▶ TASK BRIEF
Read through the records. Copy each line that has the word "concrete".

RECORDS SUPPLIED START

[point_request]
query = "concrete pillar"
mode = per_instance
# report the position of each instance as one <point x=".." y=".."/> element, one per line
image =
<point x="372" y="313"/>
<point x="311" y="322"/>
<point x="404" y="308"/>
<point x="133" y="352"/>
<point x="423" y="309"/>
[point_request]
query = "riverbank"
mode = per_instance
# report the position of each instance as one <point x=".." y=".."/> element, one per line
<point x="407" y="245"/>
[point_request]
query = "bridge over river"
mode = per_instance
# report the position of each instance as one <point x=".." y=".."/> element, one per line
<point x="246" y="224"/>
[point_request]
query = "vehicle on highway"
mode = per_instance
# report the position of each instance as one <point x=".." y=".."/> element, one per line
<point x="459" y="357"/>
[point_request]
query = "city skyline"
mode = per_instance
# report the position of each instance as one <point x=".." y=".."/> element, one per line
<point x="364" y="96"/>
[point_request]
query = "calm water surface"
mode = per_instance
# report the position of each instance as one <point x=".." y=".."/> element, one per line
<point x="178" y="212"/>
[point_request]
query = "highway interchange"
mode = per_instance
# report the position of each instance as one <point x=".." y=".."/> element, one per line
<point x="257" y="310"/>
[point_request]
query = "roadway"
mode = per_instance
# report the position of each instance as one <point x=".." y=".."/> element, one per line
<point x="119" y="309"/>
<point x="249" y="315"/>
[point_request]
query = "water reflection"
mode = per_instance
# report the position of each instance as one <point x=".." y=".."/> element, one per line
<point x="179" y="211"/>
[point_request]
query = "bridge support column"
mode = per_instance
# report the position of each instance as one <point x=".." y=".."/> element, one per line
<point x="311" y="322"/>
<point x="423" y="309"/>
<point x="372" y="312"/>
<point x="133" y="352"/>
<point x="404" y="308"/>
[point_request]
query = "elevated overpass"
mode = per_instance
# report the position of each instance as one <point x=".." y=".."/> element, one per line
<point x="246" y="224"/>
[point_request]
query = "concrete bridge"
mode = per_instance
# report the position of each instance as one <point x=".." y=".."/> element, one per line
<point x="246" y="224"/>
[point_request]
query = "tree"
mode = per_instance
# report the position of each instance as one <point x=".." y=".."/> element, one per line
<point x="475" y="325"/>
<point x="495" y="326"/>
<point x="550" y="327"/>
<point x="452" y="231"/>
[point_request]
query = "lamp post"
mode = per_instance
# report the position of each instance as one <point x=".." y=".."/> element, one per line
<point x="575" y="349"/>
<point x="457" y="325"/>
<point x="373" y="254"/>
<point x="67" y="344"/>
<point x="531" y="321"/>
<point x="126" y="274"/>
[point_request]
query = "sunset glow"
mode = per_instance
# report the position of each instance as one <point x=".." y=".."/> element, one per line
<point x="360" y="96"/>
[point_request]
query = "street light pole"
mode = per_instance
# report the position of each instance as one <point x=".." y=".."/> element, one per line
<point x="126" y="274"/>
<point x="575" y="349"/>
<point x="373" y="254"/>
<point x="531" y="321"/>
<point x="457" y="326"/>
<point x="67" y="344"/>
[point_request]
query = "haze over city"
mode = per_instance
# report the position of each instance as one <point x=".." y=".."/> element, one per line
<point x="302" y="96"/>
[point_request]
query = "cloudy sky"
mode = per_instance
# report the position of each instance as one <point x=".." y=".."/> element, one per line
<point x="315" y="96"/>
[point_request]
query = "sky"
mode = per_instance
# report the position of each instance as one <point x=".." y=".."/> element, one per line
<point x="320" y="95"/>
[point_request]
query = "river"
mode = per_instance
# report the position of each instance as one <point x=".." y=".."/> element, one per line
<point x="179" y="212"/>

RECORDS SUPPLIED END

▶ EXERCISE SOLUTION
query = "concrete pillar"
query = "concrete bridge"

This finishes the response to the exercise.